*Set task*. Pull out every line of the material below word for word, leaving out the pictures.

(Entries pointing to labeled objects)
___
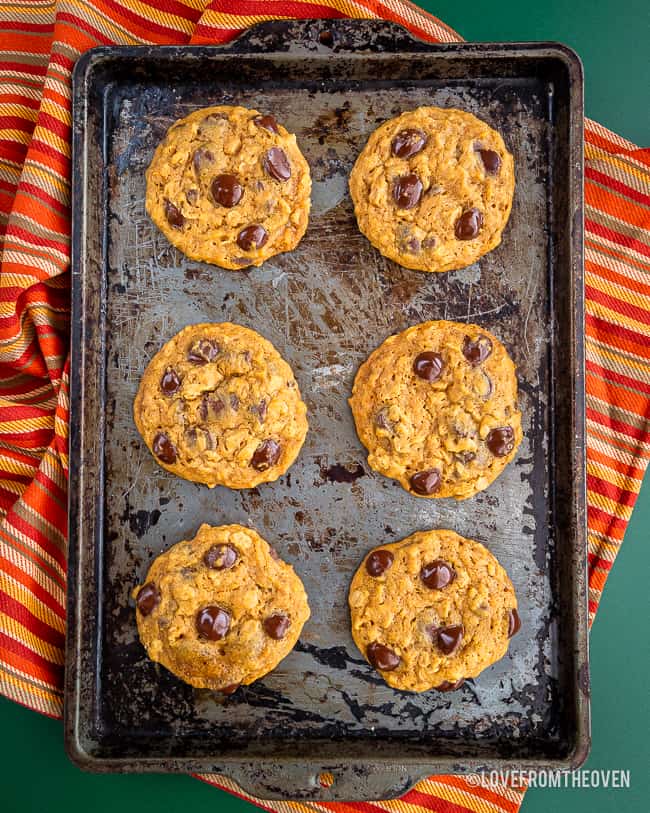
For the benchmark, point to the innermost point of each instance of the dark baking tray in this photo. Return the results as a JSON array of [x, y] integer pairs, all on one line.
[[325, 306]]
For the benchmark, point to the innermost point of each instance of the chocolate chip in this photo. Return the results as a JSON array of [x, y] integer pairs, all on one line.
[[491, 161], [173, 215], [448, 639], [378, 562], [201, 157], [514, 623], [277, 164], [448, 686], [203, 351], [266, 455], [407, 191], [170, 382], [383, 658], [408, 143], [164, 449], [437, 574], [428, 366], [478, 350], [425, 482], [469, 224], [277, 625], [212, 622], [501, 441], [268, 122], [226, 190], [148, 597], [220, 557], [252, 237], [231, 689]]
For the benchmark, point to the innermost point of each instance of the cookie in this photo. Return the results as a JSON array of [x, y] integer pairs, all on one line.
[[229, 186], [432, 610], [221, 609], [432, 189], [218, 405], [436, 407]]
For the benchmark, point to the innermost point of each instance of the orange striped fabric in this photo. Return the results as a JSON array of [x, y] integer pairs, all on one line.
[[41, 41]]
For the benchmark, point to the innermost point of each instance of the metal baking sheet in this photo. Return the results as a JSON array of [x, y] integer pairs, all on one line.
[[325, 306]]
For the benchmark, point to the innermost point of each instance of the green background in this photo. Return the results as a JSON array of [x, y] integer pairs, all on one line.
[[612, 38]]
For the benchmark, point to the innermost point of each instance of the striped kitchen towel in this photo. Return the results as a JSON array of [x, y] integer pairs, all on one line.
[[41, 39]]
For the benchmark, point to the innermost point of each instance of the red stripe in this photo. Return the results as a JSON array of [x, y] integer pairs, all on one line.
[[617, 237], [617, 186], [14, 609]]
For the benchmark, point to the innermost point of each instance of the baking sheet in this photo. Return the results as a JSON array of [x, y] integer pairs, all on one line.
[[325, 306]]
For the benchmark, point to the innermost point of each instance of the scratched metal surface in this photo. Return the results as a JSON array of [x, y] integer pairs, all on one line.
[[325, 306]]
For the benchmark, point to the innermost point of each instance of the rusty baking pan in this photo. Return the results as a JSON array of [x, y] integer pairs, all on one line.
[[325, 306]]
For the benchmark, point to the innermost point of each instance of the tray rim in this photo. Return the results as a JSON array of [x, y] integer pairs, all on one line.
[[414, 767]]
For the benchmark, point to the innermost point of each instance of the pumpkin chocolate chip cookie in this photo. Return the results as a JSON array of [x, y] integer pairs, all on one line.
[[436, 407], [432, 610], [433, 188], [229, 186], [221, 609], [218, 405]]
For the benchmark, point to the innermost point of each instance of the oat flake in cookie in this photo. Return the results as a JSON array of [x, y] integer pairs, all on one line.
[[433, 188], [436, 407], [225, 609], [219, 405], [441, 610], [229, 186]]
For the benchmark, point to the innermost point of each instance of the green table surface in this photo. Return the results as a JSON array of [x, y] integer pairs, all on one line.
[[612, 38]]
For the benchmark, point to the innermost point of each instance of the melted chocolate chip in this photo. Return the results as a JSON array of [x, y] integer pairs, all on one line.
[[148, 597], [383, 658], [469, 224], [220, 557], [428, 366], [268, 122], [425, 482], [514, 623], [408, 143], [170, 382], [501, 441], [437, 574], [407, 191], [252, 237], [491, 161], [448, 639], [448, 686], [203, 351], [478, 350], [164, 449], [231, 689], [226, 190], [173, 215], [201, 157], [212, 622], [378, 562], [266, 455], [277, 165], [277, 625]]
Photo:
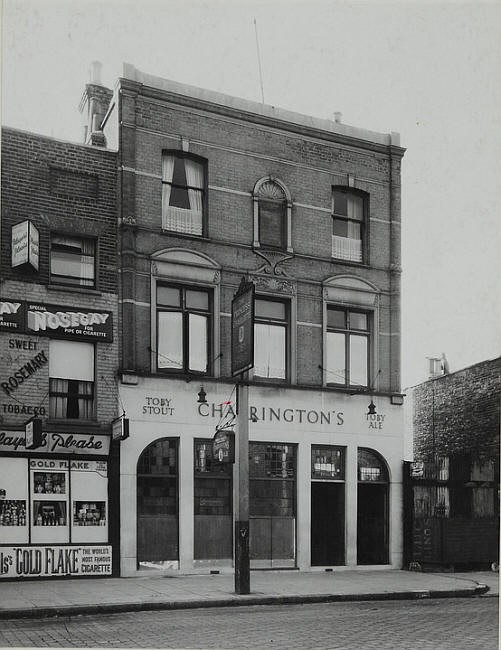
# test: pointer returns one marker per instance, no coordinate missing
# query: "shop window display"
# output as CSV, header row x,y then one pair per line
x,y
13,512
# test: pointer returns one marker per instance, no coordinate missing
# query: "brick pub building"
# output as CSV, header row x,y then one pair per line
x,y
212,189
452,495
58,354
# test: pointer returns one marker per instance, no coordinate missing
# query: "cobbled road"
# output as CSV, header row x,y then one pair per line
x,y
449,624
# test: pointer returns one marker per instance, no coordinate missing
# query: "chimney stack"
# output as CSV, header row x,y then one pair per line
x,y
94,106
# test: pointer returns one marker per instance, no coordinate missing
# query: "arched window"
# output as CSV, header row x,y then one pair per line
x,y
349,216
272,215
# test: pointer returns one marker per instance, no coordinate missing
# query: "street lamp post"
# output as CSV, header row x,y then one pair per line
x,y
242,359
242,561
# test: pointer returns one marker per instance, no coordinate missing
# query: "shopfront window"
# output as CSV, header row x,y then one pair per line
x,y
54,501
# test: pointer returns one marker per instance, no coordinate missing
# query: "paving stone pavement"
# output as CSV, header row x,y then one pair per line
x,y
174,591
445,624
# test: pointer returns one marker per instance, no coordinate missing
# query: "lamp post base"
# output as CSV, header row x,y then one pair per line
x,y
242,561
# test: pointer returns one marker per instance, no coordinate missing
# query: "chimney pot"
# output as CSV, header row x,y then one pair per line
x,y
95,72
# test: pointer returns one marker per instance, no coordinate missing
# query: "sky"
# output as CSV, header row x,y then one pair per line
x,y
428,70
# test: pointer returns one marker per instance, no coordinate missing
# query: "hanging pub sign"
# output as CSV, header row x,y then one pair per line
x,y
25,245
11,315
33,433
242,328
42,319
120,428
223,446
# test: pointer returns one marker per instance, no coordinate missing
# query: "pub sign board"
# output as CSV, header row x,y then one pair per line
x,y
242,328
41,319
223,446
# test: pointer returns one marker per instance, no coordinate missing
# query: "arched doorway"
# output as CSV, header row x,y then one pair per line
x,y
372,508
158,503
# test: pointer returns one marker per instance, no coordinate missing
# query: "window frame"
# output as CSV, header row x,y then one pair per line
x,y
72,281
91,398
286,323
185,311
180,154
348,332
364,222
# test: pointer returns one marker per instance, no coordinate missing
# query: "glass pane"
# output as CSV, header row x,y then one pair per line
x,y
358,360
327,462
170,340
198,342
269,351
355,207
336,318
271,223
358,321
370,461
179,173
340,227
336,358
340,202
168,296
197,299
270,309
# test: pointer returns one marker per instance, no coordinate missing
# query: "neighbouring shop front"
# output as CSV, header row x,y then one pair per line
x,y
54,506
324,482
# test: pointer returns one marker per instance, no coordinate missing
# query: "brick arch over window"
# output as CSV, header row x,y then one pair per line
x,y
350,208
193,274
351,315
272,214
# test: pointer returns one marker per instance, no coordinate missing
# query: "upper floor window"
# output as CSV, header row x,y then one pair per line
x,y
183,193
270,339
71,379
272,215
348,343
348,212
73,260
183,327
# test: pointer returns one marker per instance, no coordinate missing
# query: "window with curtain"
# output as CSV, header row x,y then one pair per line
x,y
183,193
71,380
183,326
348,347
270,339
348,218
272,214
72,260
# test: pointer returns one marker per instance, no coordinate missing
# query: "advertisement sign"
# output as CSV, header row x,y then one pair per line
x,y
25,245
68,322
11,316
242,328
52,561
90,444
64,322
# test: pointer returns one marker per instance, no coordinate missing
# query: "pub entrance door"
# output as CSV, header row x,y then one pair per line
x,y
157,505
272,505
372,509
327,524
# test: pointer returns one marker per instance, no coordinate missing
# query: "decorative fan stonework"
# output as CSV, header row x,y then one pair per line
x,y
270,190
277,285
272,261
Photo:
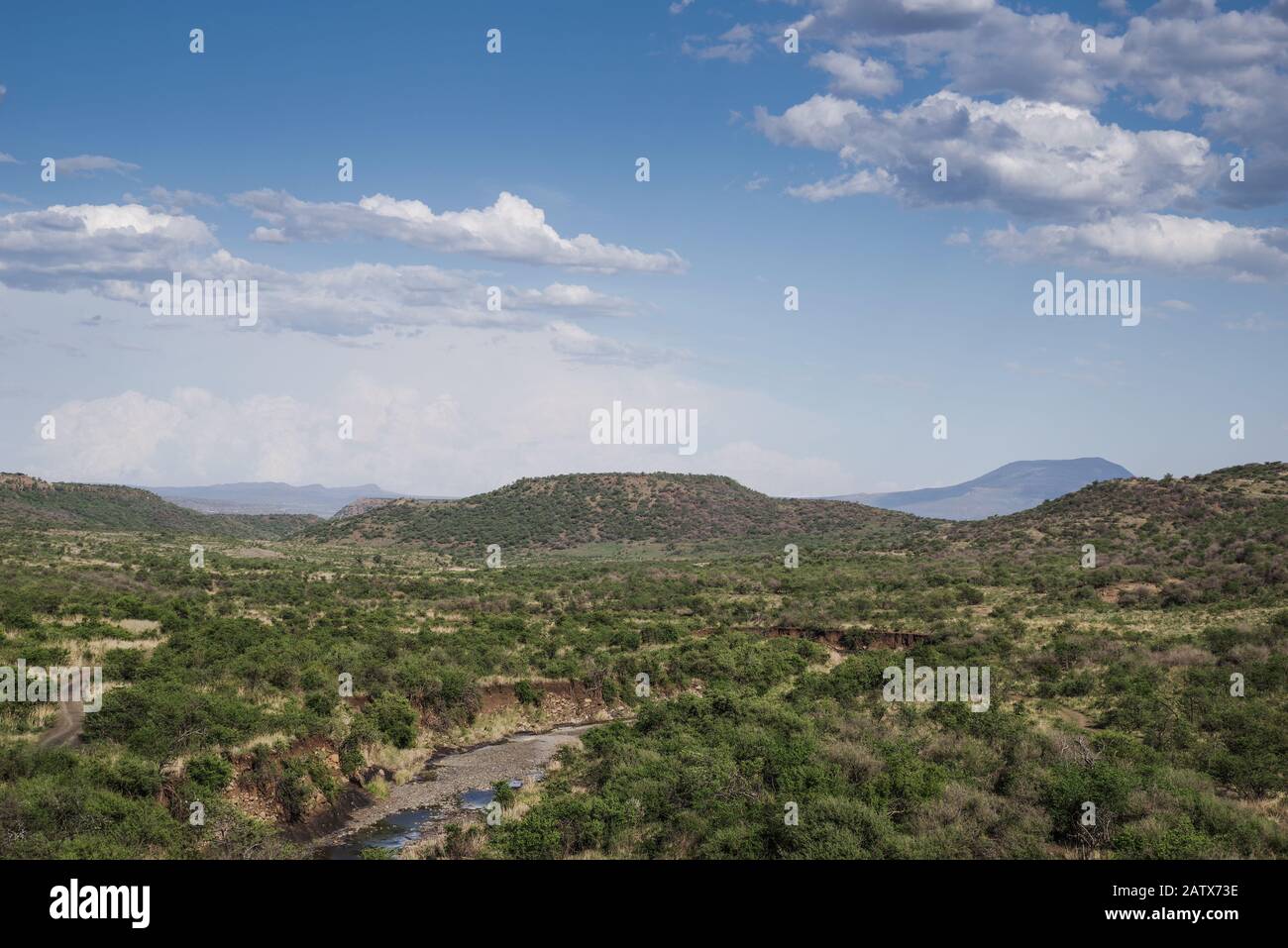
___
*Exercise solution*.
For the benchmark, point to the innermost point of each instance of the dark baking tray in this photo. Return the results as a JSON array of [x, y] integer pairs, all on one line.
[[325, 306]]
For the benchmark, point to the innermost point of each instance of the chocolate chip in this photo. Return the results as a JSON array of [x, y] integer pairs, all on one line.
[[491, 161], [173, 215], [448, 639], [378, 562], [201, 157], [514, 623], [277, 164], [448, 686], [203, 351], [266, 455], [407, 191], [170, 382], [383, 658], [408, 143], [164, 449], [437, 574], [428, 366], [478, 350], [425, 482], [469, 224], [277, 625], [212, 622], [501, 441], [268, 122], [226, 190], [148, 597], [220, 557], [252, 237], [231, 689]]
For the benchmark, point to the innermost point of each instance of the cookie in this photo. Return the results as a JSON array of [x, y] integer pairs, all on one line.
[[229, 186], [432, 610], [221, 609], [432, 189], [218, 405], [436, 407]]
For the benchmark, point to the innermost point of each instance of the orange striped fabric in this photo. Return the results as a JSON array of [x, y] integer pairs, all on one line.
[[41, 41]]
For the benchmark, point to the innermost point of each instance of the metal baking sheet in this photo. Return the results as a JSON array of [x, y] integer pairs, all on one line.
[[325, 306]]
For the benchmark, point to the innermost point of each instance of the green background in this photo. Return the results as a JSON array of [x, y] integer pairs, all on one line.
[[612, 38]]
For the benchmark, point to the innermost point of each instance of the striped kitchen towel in this photo. Return the results as a JSON array of [x, y] integer pairs, all on one line.
[[41, 39]]
For the benchmark, point to the innermost point of each instance of the red stripe in this photo. Return the results as a JSON array of [x, y] integer pairs, all on one line.
[[617, 237], [617, 186], [14, 609]]
For the benchmark, point to the innermost point of each instance of the baking sheet in this photo. Return the results as a JSON array of [x, y] integer pairs, all on one line.
[[325, 306]]
For the benchmark, point to the innermost point of each instance of the scratched metal surface in this photo. Return the results as a JSON array of [x, y] integer pairs, all on one line.
[[325, 306]]
For the benchmark, point to the innermost point of each instance of the rusty baking pan in this photo. Return the results as a JSON array of [x, y] integer pairs, all on one line.
[[325, 306]]
For the benchmark, point to the innermost point of each instance of the tray rim in this photo. Return the results as a JSON array of [x, y] integer pairs, all on one line.
[[414, 767]]
For the benchmark, point to the innermost point of each instance of the pumpkin chocolate chip cookie in this photo. Return the results as a JSON array of [x, y] integer pairs, all on one line.
[[436, 407], [432, 610], [433, 188], [229, 186], [221, 609], [218, 405]]
For the benchmark, point to the innermost point of each instance of the oat flake in cookie in this photo. Return the results as a JSON array of [x, y] integer pairs, all on one line.
[[433, 188], [436, 407], [225, 609], [219, 405], [441, 610], [229, 186]]
For the benchmark, point to the innermost point of each instance of the green table surface in this photo. Return the results as a JSON array of [x, y] integer pairs, all on one line.
[[612, 38]]
For the benchmark, point to the innermost point of each instance of the melted chocolate chip in this photo. Return the results as a JSON array of [x, y] integer pairs, all on one line.
[[148, 597], [383, 658], [469, 224], [220, 557], [428, 366], [268, 122], [425, 482], [514, 623], [408, 143], [170, 382], [501, 441], [437, 574], [407, 191], [252, 237], [491, 161], [448, 639], [448, 686], [203, 351], [478, 350], [164, 449], [231, 689], [226, 190], [173, 215], [201, 157], [212, 622], [378, 562], [266, 455], [277, 165], [277, 625]]
Photo:
# test: pointer returns one marker per instance, no coordinate missing
# query: "shop window display"
# output as CSV, header row x,y then one pair per line
x,y
13,512
# test: pointer returns one marker per instance, no coordinate missing
# query: "brick pub building"
# output as CSV, header row x,y then one pair per line
x,y
212,189
452,495
58,354
# test: pointer returns one marker per instance, no coordinate missing
# query: "cobbled road"
# output as CSV, header row x,y then one pair per line
x,y
449,624
# test: pointer returns one marker per instance, no coordinate missing
# query: "chimney stack"
# output as CSV, header row x,y then one pair per line
x,y
94,106
# test: pointer returns one marker per instance, no coordinate missing
# query: "arched window"
# output as CSV, header row x,y then one pair per line
x,y
349,216
272,215
# test: pointer returns one marker per instance, no coordinate missing
# query: "street lamp post"
# output as CSV, header row x,y then one pair per line
x,y
242,359
242,561
# test: pointer returns one marker per instance, no coordinate missing
# query: "shopfront window"
# output as CSV, header row x,y then one pair per line
x,y
54,501
# test: pointer returns one marker per instance, no coordinate missing
# query: "paving stone pavement"
# output as CSV, header row x,y then one pair per line
x,y
174,591
445,624
# test: pointer returns one marker per instance, no coordinate missing
# query: "lamp post base"
# output as CSV, header row x,y then one pair per line
x,y
242,561
# test: pointer returns one marker per instance, no coordinate missing
# query: "chimney pot"
# output as CSV, header row x,y then one pair per line
x,y
95,72
# test: pointer returns one marker per instance, no coordinate missing
# query: "sky"
# output as CSV, header row x,y then one pair per line
x,y
428,70
# test: pointer returns one marker per instance, no coordinate missing
# query: "hanging pub sign"
# output as CSV, header row x,y then one pair per line
x,y
25,245
11,315
33,433
242,328
42,319
120,428
223,446
# test: pointer returns one marker per instance, no coordinate missing
# query: "pub sign board"
# output as CSV, header row x,y then one pair per line
x,y
242,328
41,319
223,446
# test: pointer returns one marker per instance, no coordinate missing
# query: "arched doorway"
# output as CSV, header row x,y then one pair per line
x,y
372,508
158,503
# test: pointer returns one marker per instance, no coordinate missing
# query: "window frame"
# output as CSV, header row x,y then one pair per line
x,y
72,281
91,398
286,323
185,311
180,154
348,332
364,222
# test: pointer returns one marker per instance, no coordinate missing
# query: "glass pane"
# output as CSV, header row x,y then one pair per line
x,y
358,360
327,462
170,340
198,342
269,351
355,207
336,318
271,223
358,321
370,461
179,173
340,227
336,358
340,202
168,296
197,299
270,309
# test: pointer returns one marker per instance, no coordinate missing
# query: "neighbouring shop front"
# output as CSV, header row x,y then one pair per line
x,y
54,506
324,482
# test: pointer returns one marker per instance, no coordinate missing
# query: "brick arch over window"
# output as CSV, header row x,y then one pair per line
x,y
350,208
193,274
351,315
272,214
# test: pointer returns one marker per instance, no coordinate missing
# query: "upper floor window"
# output as CSV, header row x,y then one pair per line
x,y
183,193
270,339
71,379
272,215
348,343
348,212
73,260
183,327
# test: pointer returns one marker per instance, no coordinate missing
# query: "window with curtain"
# output as CSV, header row x,y then one pair per line
x,y
183,193
71,380
183,326
348,347
270,339
348,218
272,214
72,260
# test: pointer returns one marker per instance, no coordinate missing
# query: "advertisement sign"
# output as CSV, header row x,y then one pair per line
x,y
25,245
68,322
11,316
242,328
52,561
90,444
64,322
# test: pointer returns one marker per instance, no coordinate missing
# query: "pub entrance door"
# output as CSV, header row x,y then one pair per line
x,y
157,505
272,505
372,509
327,524
# test: pointer returns one marker per instance, no coordinate missing
# query: "decorative fan stonework"
# output as CSV, header row x,y then one pair per line
x,y
270,190
277,285
272,261
Photo:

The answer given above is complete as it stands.